WHAT IS NEEDED => The response should be the data again, identical in every line.
═════ INPUT DATA
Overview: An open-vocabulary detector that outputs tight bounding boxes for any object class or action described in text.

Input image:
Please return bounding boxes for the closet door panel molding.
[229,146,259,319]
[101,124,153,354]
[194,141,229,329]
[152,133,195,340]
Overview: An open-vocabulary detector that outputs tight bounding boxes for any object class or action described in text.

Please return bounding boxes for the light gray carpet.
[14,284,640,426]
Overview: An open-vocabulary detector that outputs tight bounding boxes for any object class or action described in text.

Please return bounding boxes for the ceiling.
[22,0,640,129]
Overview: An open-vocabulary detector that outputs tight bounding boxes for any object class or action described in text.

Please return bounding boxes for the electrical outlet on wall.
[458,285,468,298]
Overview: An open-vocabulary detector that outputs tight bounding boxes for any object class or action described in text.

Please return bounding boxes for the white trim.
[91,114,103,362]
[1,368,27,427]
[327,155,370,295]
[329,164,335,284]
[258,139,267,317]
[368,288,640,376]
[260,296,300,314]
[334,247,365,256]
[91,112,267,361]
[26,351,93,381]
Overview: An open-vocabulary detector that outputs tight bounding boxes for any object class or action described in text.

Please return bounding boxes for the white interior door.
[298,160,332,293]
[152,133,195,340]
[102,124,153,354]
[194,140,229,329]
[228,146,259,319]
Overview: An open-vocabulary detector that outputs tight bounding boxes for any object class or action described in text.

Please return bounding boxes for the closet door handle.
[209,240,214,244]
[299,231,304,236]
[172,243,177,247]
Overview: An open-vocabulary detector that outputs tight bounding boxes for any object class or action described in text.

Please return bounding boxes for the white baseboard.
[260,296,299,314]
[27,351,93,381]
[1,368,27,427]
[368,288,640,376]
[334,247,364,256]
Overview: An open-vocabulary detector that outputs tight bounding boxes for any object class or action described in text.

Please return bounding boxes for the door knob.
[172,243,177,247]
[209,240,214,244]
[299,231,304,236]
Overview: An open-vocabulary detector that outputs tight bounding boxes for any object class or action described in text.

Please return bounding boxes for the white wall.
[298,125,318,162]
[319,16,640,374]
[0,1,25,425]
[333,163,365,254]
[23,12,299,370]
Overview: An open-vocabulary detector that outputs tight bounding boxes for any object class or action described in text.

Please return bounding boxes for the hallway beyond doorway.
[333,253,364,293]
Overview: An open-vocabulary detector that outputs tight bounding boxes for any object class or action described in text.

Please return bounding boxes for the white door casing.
══════════
RESPONSE TO THIS EXERCISE =>
Overview: An open-vocabulary detector that outputs tight bounding boxes for any object class or action described in text.

Input image:
Please return bounding boxes for the closet door panel molding.
[229,146,259,319]
[101,124,153,354]
[194,141,229,329]
[152,133,195,340]
Overview: An open-vocabulary detector that outputs tight bounding boxes for any object class or action described in text.

Please return bounding boxes for the light gray carpet.
[14,284,640,426]
Overview: An open-vocabulary detector that outputs tight bounding boxes for any object class or action described in text.

Please return bounding boxes for the ceiling.
[22,0,640,129]
Overview: An open-vocabulary detector that outputs tight bounding boxes for any object class or action described in text.

Please return bounding boxes for the electrical outlet on wall.
[458,285,468,298]
Overview: An open-vocabulary detector that outputs tight bounding boxes for any object class or action described in text.

Please return bounding boxes for the white trim.
[91,114,103,362]
[1,368,27,427]
[327,155,370,295]
[329,164,335,284]
[258,139,267,317]
[368,288,640,376]
[260,296,300,314]
[334,247,365,256]
[91,112,267,361]
[26,351,93,381]
Overview: An open-vocabulary detector that outputs tight bounding boxes for any object class or action described in text.

Please return bounding boxes for the white interior door.
[298,160,332,293]
[152,133,195,340]
[102,124,153,354]
[194,140,229,329]
[228,146,259,319]
Overview: An open-vocabulary detector that outputs tight bounding boxes for any object class or action described in text.

Please return bounding boxes for the closet door handle.
[209,240,214,244]
[299,231,304,236]
[172,243,177,247]
Overview: An open-vocabulary detector that outputs tight bounding boxes for any object class or action described in text.

Please return bounding boxes for the white baseboard.
[260,296,299,314]
[27,351,93,381]
[1,368,27,427]
[368,288,640,376]
[334,247,364,256]
Overview: An open-vocabulary detector that outputs tight bounding boxes for any object class or action described in text.

Please return bounding boxes for the door knob.
[172,243,177,247]
[209,240,214,244]
[299,231,304,236]
Overview: An open-vocabulary detector that outputs tight bounding boxes for any object class or action described in text.

Please return bounding boxes for the white wall.
[298,125,318,162]
[319,16,640,374]
[0,1,25,425]
[333,163,365,254]
[23,12,299,370]
Overview: An open-vocabulary detector that outputs tight bounding boxes for any object class or action described in text.

Please return bounding boxes for the hallway beyond doorway.
[333,253,364,293]
Overview: An open-vocabulary detector that outputs tight bounding boxes for any object class or action described in text.

Please return bounding boxes for the white door casing.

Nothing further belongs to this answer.